__Problem__: For this exercise, copy each line of the records that contains the word "slope".

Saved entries
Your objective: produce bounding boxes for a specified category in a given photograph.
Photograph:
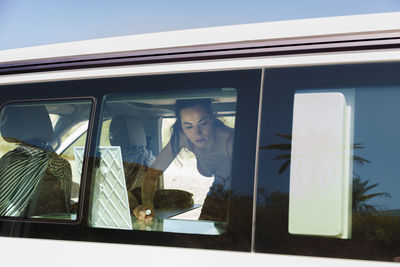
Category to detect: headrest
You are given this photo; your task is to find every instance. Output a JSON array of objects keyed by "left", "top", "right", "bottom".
[
  {"left": 109, "top": 115, "right": 146, "bottom": 148},
  {"left": 0, "top": 105, "right": 54, "bottom": 147}
]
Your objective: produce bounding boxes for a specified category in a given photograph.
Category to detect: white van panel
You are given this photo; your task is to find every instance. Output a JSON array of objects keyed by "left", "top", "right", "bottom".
[
  {"left": 0, "top": 236, "right": 392, "bottom": 267},
  {"left": 289, "top": 92, "right": 352, "bottom": 238},
  {"left": 1, "top": 49, "right": 400, "bottom": 85}
]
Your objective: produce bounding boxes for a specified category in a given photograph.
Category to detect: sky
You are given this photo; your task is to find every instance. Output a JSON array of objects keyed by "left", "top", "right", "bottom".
[{"left": 0, "top": 0, "right": 400, "bottom": 50}]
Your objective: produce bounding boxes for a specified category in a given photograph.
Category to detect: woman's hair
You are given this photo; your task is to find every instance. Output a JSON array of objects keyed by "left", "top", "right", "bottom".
[{"left": 170, "top": 98, "right": 224, "bottom": 155}]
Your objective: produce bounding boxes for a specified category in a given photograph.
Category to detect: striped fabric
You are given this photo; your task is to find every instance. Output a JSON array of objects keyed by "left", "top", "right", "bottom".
[
  {"left": 121, "top": 146, "right": 155, "bottom": 191},
  {"left": 0, "top": 143, "right": 71, "bottom": 217}
]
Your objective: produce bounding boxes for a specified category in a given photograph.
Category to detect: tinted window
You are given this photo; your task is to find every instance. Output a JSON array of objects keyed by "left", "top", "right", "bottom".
[
  {"left": 255, "top": 63, "right": 400, "bottom": 262},
  {"left": 0, "top": 100, "right": 93, "bottom": 221}
]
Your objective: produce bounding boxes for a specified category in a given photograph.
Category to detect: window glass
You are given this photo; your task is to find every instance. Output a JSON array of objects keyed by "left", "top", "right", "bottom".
[
  {"left": 256, "top": 63, "right": 400, "bottom": 262},
  {"left": 89, "top": 89, "right": 237, "bottom": 234},
  {"left": 0, "top": 100, "right": 93, "bottom": 220},
  {"left": 61, "top": 122, "right": 89, "bottom": 203}
]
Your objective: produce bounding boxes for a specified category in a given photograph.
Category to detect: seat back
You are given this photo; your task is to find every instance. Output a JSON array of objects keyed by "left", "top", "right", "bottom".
[
  {"left": 0, "top": 105, "right": 71, "bottom": 217},
  {"left": 0, "top": 105, "right": 53, "bottom": 149},
  {"left": 109, "top": 115, "right": 146, "bottom": 148}
]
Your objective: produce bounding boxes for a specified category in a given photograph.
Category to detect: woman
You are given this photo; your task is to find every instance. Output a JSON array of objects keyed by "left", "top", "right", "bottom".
[{"left": 134, "top": 98, "right": 234, "bottom": 222}]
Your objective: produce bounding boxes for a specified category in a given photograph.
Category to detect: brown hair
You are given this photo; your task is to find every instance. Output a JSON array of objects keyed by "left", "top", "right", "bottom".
[{"left": 170, "top": 99, "right": 224, "bottom": 155}]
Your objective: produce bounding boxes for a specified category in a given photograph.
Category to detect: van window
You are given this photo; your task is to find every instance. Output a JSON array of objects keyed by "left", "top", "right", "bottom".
[
  {"left": 256, "top": 63, "right": 400, "bottom": 262},
  {"left": 88, "top": 89, "right": 237, "bottom": 234},
  {"left": 0, "top": 70, "right": 261, "bottom": 250},
  {"left": 0, "top": 100, "right": 93, "bottom": 220}
]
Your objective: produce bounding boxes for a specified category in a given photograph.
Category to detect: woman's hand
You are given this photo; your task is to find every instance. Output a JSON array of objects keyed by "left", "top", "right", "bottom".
[
  {"left": 133, "top": 205, "right": 154, "bottom": 222},
  {"left": 134, "top": 167, "right": 161, "bottom": 221}
]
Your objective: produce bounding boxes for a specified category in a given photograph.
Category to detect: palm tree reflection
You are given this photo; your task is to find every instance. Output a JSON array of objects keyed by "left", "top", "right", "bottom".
[
  {"left": 261, "top": 133, "right": 389, "bottom": 211},
  {"left": 353, "top": 173, "right": 391, "bottom": 212},
  {"left": 261, "top": 134, "right": 370, "bottom": 174}
]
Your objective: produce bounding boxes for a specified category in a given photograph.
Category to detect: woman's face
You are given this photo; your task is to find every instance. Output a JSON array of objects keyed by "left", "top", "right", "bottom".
[{"left": 180, "top": 105, "right": 214, "bottom": 148}]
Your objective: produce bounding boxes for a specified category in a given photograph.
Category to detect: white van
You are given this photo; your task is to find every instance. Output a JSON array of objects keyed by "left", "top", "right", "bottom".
[{"left": 0, "top": 12, "right": 400, "bottom": 266}]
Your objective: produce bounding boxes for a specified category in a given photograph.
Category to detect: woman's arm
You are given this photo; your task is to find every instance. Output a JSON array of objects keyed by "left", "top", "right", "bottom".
[{"left": 134, "top": 140, "right": 181, "bottom": 220}]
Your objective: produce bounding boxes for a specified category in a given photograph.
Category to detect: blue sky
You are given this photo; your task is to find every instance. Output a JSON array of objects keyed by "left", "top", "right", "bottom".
[{"left": 1, "top": 0, "right": 400, "bottom": 50}]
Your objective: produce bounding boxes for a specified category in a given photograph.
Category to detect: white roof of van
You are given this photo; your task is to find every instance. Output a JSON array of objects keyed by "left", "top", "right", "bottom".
[{"left": 1, "top": 12, "right": 400, "bottom": 64}]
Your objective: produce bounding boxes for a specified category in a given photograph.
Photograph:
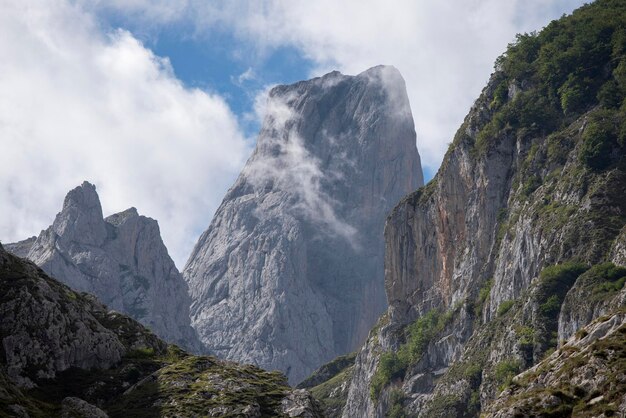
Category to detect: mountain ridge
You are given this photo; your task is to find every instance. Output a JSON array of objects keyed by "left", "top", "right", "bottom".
[{"left": 5, "top": 181, "right": 203, "bottom": 353}]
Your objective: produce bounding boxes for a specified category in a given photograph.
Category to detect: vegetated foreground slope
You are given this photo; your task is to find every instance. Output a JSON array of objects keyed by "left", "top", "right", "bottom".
[
  {"left": 184, "top": 65, "right": 423, "bottom": 384},
  {"left": 330, "top": 0, "right": 626, "bottom": 416},
  {"left": 0, "top": 244, "right": 322, "bottom": 417}
]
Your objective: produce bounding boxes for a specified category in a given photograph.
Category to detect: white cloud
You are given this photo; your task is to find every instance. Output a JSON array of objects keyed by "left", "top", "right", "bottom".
[
  {"left": 0, "top": 0, "right": 250, "bottom": 267},
  {"left": 244, "top": 92, "right": 358, "bottom": 245},
  {"left": 0, "top": 0, "right": 588, "bottom": 267},
  {"left": 91, "top": 0, "right": 586, "bottom": 175}
]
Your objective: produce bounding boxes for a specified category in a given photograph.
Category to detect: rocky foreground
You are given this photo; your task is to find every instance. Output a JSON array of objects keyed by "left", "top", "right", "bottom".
[{"left": 0, "top": 244, "right": 322, "bottom": 417}]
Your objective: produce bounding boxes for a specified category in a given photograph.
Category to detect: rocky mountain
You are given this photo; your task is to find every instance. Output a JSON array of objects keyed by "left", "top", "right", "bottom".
[
  {"left": 301, "top": 0, "right": 626, "bottom": 416},
  {"left": 0, "top": 243, "right": 323, "bottom": 417},
  {"left": 5, "top": 182, "right": 203, "bottom": 353},
  {"left": 184, "top": 65, "right": 423, "bottom": 383}
]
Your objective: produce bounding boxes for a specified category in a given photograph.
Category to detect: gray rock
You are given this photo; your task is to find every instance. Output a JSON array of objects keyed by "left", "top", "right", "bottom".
[
  {"left": 3, "top": 236, "right": 36, "bottom": 259},
  {"left": 0, "top": 246, "right": 126, "bottom": 387},
  {"left": 184, "top": 65, "right": 423, "bottom": 384},
  {"left": 342, "top": 52, "right": 626, "bottom": 417},
  {"left": 61, "top": 397, "right": 109, "bottom": 418},
  {"left": 281, "top": 389, "right": 325, "bottom": 417},
  {"left": 11, "top": 182, "right": 203, "bottom": 353}
]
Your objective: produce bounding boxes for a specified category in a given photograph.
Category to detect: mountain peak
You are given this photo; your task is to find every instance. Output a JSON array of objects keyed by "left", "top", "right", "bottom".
[
  {"left": 105, "top": 207, "right": 140, "bottom": 227},
  {"left": 184, "top": 66, "right": 423, "bottom": 383},
  {"left": 53, "top": 181, "right": 106, "bottom": 246}
]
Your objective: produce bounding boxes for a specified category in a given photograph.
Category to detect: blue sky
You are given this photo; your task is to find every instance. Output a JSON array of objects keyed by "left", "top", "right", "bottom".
[
  {"left": 0, "top": 0, "right": 587, "bottom": 266},
  {"left": 100, "top": 8, "right": 315, "bottom": 138}
]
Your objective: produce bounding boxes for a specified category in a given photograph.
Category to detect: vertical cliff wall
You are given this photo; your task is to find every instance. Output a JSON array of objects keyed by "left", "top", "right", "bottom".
[
  {"left": 184, "top": 66, "right": 423, "bottom": 383},
  {"left": 342, "top": 1, "right": 626, "bottom": 416}
]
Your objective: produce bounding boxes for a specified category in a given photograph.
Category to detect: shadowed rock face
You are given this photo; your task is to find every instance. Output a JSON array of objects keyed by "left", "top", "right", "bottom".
[
  {"left": 7, "top": 182, "right": 203, "bottom": 353},
  {"left": 184, "top": 65, "right": 423, "bottom": 384}
]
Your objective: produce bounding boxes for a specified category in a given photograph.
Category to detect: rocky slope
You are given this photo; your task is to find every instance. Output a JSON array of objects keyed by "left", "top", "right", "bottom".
[
  {"left": 184, "top": 65, "right": 423, "bottom": 383},
  {"left": 6, "top": 182, "right": 203, "bottom": 353},
  {"left": 0, "top": 244, "right": 323, "bottom": 417},
  {"left": 483, "top": 310, "right": 626, "bottom": 417},
  {"left": 297, "top": 352, "right": 356, "bottom": 417},
  {"left": 337, "top": 0, "right": 626, "bottom": 416}
]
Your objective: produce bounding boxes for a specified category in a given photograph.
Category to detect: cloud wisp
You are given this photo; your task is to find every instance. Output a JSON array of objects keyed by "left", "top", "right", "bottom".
[{"left": 243, "top": 92, "right": 359, "bottom": 246}]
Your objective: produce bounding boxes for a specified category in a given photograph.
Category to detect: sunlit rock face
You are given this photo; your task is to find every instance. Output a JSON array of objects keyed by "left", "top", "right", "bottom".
[
  {"left": 184, "top": 65, "right": 423, "bottom": 384},
  {"left": 7, "top": 181, "right": 203, "bottom": 353}
]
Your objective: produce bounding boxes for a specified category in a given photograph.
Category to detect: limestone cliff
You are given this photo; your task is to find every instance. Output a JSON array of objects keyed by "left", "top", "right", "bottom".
[
  {"left": 7, "top": 182, "right": 203, "bottom": 353},
  {"left": 340, "top": 1, "right": 626, "bottom": 416},
  {"left": 184, "top": 65, "right": 423, "bottom": 383}
]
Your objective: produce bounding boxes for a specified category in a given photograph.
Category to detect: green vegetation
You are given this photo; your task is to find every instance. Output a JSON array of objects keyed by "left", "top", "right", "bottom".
[
  {"left": 521, "top": 175, "right": 542, "bottom": 197},
  {"left": 126, "top": 347, "right": 156, "bottom": 359},
  {"left": 497, "top": 300, "right": 515, "bottom": 317},
  {"left": 303, "top": 352, "right": 357, "bottom": 416},
  {"left": 536, "top": 262, "right": 589, "bottom": 306},
  {"left": 422, "top": 394, "right": 462, "bottom": 418},
  {"left": 473, "top": 0, "right": 626, "bottom": 161},
  {"left": 298, "top": 352, "right": 356, "bottom": 389},
  {"left": 535, "top": 262, "right": 589, "bottom": 353},
  {"left": 579, "top": 109, "right": 622, "bottom": 170},
  {"left": 370, "top": 309, "right": 455, "bottom": 402},
  {"left": 497, "top": 320, "right": 626, "bottom": 417},
  {"left": 587, "top": 262, "right": 626, "bottom": 295},
  {"left": 539, "top": 295, "right": 561, "bottom": 316},
  {"left": 108, "top": 355, "right": 290, "bottom": 418},
  {"left": 473, "top": 279, "right": 493, "bottom": 317},
  {"left": 494, "top": 359, "right": 521, "bottom": 392},
  {"left": 516, "top": 326, "right": 535, "bottom": 353},
  {"left": 387, "top": 389, "right": 408, "bottom": 418},
  {"left": 309, "top": 364, "right": 354, "bottom": 417}
]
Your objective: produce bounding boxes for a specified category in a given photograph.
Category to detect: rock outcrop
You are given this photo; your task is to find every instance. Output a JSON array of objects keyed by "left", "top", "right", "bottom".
[
  {"left": 484, "top": 312, "right": 626, "bottom": 417},
  {"left": 339, "top": 1, "right": 626, "bottom": 416},
  {"left": 0, "top": 244, "right": 323, "bottom": 417},
  {"left": 7, "top": 182, "right": 203, "bottom": 352},
  {"left": 184, "top": 65, "right": 423, "bottom": 383}
]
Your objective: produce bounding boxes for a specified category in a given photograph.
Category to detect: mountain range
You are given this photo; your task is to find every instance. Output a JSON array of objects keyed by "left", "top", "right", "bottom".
[{"left": 2, "top": 0, "right": 626, "bottom": 416}]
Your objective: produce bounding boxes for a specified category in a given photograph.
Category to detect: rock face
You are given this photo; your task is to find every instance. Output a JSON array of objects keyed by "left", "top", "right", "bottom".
[
  {"left": 484, "top": 312, "right": 626, "bottom": 417},
  {"left": 0, "top": 244, "right": 323, "bottom": 417},
  {"left": 8, "top": 182, "right": 203, "bottom": 353},
  {"left": 0, "top": 244, "right": 129, "bottom": 389},
  {"left": 340, "top": 1, "right": 626, "bottom": 416},
  {"left": 184, "top": 65, "right": 423, "bottom": 383}
]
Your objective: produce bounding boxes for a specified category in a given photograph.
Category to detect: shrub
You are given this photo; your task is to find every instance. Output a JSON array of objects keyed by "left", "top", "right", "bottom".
[
  {"left": 558, "top": 75, "right": 589, "bottom": 114},
  {"left": 370, "top": 352, "right": 404, "bottom": 402},
  {"left": 516, "top": 326, "right": 535, "bottom": 349},
  {"left": 387, "top": 389, "right": 407, "bottom": 418},
  {"left": 474, "top": 279, "right": 493, "bottom": 317},
  {"left": 522, "top": 175, "right": 542, "bottom": 197},
  {"left": 126, "top": 347, "right": 156, "bottom": 359},
  {"left": 586, "top": 262, "right": 626, "bottom": 295},
  {"left": 494, "top": 359, "right": 521, "bottom": 392},
  {"left": 370, "top": 309, "right": 454, "bottom": 401},
  {"left": 597, "top": 80, "right": 623, "bottom": 108},
  {"left": 537, "top": 262, "right": 589, "bottom": 304},
  {"left": 497, "top": 300, "right": 515, "bottom": 317},
  {"left": 490, "top": 82, "right": 509, "bottom": 110},
  {"left": 398, "top": 310, "right": 449, "bottom": 365},
  {"left": 539, "top": 294, "right": 561, "bottom": 316},
  {"left": 579, "top": 110, "right": 618, "bottom": 170}
]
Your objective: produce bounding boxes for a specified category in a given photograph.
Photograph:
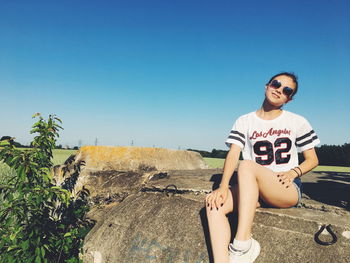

__Result of this task__:
Category to detect: vegetated foreground slope
Category to detect: rocky slope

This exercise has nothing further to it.